Return, word for word, the part of the material below that opens with the line containing "of the stone" and closes with the line containing "Target: crouching worker", including both of those lines.

-------- Recorded data

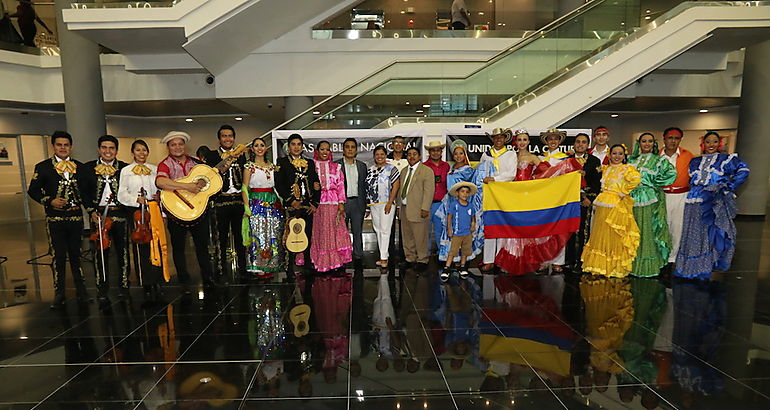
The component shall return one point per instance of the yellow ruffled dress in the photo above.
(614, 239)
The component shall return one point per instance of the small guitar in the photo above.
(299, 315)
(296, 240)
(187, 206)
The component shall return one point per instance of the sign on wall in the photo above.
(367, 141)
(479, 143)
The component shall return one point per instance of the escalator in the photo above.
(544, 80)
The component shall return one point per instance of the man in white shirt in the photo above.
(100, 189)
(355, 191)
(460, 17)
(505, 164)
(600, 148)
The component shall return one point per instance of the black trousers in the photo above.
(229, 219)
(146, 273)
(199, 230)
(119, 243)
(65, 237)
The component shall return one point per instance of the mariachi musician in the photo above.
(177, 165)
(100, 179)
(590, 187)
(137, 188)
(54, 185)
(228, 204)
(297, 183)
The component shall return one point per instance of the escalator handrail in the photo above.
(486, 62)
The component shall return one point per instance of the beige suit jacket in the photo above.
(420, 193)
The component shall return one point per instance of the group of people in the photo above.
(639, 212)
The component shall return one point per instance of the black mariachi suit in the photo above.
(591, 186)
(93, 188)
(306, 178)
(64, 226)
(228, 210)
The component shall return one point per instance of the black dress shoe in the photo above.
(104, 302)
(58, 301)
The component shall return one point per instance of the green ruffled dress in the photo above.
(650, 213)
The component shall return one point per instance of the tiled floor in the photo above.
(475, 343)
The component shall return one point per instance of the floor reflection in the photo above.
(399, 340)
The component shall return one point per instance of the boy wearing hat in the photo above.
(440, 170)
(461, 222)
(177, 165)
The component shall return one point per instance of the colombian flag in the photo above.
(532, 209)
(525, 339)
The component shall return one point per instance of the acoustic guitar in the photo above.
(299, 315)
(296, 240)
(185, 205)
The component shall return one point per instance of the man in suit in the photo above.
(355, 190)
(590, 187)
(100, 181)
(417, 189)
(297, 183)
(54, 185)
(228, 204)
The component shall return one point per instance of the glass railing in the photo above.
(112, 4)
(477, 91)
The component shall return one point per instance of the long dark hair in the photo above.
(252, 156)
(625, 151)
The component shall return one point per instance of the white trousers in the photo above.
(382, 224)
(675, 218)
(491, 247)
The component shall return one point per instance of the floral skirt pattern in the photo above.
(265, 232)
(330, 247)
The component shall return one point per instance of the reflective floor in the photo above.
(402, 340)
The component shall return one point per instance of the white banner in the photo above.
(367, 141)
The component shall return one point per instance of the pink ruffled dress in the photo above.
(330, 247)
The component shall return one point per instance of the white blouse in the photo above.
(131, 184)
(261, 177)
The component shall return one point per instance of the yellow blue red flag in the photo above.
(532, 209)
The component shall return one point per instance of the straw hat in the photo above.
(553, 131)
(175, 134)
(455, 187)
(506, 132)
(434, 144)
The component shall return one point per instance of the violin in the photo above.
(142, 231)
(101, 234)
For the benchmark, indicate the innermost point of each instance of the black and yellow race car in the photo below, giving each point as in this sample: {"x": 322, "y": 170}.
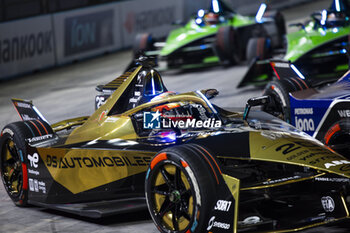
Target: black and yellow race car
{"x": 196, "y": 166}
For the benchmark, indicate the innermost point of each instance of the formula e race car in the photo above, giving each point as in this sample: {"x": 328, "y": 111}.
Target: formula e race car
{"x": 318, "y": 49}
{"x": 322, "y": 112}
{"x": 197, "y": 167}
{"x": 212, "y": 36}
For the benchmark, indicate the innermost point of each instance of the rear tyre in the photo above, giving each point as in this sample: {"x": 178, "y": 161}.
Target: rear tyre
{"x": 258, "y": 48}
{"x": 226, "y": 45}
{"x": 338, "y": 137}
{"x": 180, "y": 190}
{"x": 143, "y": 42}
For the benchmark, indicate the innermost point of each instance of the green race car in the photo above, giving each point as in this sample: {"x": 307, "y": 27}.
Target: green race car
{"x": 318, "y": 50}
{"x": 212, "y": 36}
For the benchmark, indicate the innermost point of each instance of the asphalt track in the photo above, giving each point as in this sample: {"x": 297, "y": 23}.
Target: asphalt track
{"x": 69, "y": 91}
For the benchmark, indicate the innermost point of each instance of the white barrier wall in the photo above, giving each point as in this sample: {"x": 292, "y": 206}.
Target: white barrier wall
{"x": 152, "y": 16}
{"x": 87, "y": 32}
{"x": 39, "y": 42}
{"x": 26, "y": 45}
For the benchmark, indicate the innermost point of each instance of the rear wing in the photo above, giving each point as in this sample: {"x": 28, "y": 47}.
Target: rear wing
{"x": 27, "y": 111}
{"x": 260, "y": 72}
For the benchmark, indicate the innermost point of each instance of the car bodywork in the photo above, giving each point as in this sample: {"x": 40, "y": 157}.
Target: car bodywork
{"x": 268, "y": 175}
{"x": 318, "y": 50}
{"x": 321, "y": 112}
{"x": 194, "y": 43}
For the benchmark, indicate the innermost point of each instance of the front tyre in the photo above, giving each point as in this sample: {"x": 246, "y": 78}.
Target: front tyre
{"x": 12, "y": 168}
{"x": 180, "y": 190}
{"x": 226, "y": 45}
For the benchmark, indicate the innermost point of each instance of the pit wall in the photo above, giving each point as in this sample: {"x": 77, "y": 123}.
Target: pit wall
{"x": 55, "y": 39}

----------------
-------- Recorded data

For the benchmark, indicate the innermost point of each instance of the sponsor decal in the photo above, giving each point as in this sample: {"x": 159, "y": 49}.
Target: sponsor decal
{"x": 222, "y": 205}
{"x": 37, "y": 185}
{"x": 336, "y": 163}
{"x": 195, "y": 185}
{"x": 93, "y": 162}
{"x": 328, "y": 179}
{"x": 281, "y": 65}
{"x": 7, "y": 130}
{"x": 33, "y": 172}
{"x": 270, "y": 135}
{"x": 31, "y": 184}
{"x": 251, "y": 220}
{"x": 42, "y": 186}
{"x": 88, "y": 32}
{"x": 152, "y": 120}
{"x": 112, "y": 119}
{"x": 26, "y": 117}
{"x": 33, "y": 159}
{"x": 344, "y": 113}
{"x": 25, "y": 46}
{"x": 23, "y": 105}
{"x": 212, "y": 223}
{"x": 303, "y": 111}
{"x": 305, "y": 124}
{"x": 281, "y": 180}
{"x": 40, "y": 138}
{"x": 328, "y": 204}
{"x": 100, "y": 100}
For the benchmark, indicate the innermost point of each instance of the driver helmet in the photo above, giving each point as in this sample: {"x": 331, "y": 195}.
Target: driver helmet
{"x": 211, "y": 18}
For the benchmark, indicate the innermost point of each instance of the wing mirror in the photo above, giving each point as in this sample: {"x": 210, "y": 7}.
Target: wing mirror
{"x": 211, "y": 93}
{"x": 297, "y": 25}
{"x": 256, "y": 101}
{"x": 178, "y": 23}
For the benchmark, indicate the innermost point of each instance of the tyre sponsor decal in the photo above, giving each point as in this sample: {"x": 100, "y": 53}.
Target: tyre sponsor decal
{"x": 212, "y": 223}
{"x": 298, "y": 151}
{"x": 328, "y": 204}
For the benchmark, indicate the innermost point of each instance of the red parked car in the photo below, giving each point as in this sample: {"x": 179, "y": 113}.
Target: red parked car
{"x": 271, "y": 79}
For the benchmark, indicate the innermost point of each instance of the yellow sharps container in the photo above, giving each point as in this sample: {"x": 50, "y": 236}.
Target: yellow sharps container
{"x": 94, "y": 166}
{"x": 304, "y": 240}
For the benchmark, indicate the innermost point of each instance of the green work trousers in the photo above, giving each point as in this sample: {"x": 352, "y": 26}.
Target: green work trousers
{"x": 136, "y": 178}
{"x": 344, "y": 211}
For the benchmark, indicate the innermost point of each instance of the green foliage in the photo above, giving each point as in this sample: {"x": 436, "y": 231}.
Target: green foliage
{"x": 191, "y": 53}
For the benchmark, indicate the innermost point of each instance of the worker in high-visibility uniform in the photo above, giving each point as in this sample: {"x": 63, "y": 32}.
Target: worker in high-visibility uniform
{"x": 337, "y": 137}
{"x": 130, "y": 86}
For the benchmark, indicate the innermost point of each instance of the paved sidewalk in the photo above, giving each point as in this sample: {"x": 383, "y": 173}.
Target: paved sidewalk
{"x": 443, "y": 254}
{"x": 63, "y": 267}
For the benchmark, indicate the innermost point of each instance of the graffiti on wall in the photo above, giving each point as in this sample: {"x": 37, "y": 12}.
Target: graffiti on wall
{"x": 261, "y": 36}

----------------
-------- Recorded data

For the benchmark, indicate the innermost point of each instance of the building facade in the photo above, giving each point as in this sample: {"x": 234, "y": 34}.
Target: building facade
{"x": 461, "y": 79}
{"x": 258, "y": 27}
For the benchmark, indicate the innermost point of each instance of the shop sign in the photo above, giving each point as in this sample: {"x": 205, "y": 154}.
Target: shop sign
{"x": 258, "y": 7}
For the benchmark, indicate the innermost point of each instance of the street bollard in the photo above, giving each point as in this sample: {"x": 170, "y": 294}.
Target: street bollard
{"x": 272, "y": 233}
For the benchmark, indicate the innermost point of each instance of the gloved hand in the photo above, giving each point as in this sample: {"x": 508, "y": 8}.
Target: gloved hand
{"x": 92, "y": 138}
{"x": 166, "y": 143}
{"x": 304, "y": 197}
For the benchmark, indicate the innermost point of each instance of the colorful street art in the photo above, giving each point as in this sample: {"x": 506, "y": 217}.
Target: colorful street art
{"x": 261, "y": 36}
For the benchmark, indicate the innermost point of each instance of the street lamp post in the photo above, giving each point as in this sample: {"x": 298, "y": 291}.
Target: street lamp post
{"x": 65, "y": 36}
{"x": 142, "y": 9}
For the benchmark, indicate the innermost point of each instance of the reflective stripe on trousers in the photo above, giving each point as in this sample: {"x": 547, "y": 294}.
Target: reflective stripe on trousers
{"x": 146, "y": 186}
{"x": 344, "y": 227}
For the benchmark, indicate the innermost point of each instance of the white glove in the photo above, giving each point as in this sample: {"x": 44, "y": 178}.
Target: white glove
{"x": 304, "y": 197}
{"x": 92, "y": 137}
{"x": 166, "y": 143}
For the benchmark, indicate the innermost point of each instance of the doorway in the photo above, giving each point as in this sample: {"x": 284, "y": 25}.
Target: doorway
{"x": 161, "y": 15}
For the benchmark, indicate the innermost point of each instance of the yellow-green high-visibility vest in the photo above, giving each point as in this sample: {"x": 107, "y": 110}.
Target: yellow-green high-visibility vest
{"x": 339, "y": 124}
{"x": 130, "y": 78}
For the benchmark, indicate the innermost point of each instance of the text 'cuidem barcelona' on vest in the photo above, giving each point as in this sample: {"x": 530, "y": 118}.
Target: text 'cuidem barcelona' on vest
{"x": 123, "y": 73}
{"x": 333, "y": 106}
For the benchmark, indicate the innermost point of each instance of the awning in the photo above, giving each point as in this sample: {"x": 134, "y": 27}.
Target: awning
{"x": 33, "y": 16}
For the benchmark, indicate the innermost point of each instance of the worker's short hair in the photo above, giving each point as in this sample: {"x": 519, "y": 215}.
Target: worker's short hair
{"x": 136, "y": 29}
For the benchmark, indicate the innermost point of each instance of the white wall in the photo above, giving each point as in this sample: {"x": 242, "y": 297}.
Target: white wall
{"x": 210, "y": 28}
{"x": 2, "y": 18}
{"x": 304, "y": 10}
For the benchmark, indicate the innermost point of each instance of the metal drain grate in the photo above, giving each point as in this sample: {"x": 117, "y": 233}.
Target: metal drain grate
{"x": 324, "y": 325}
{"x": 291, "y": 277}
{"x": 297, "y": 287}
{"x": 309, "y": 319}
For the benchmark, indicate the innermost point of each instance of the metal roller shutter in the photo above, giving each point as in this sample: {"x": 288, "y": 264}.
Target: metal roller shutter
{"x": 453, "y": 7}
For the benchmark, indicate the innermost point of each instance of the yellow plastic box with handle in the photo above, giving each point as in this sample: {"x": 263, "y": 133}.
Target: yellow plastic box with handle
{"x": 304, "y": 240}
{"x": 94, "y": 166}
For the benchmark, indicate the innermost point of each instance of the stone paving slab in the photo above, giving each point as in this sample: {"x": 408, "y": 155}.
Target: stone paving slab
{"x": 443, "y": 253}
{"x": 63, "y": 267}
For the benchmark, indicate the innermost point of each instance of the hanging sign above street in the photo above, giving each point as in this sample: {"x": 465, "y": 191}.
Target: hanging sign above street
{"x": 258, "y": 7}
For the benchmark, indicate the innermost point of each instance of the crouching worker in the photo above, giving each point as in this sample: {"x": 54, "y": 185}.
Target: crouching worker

----------------

▶ [Response to the exercise]:
For the benchmark, indicate the innermost point of each instance of the stone paving slab in the photo above, giving each point as in this sample: {"x": 408, "y": 155}.
Target: stone paving slab
{"x": 443, "y": 253}
{"x": 63, "y": 267}
For the benchmark, indicate the innermost point of each instance of the hanging sign above street in the photo above, giving each point as in this sample: {"x": 465, "y": 191}.
Target: hanging sign above street
{"x": 258, "y": 7}
For the benchmark, indicate the innermost point of each instance of the crouching worker in the photo above, giving each point as in this sample: {"x": 54, "y": 185}.
Target: crouching worker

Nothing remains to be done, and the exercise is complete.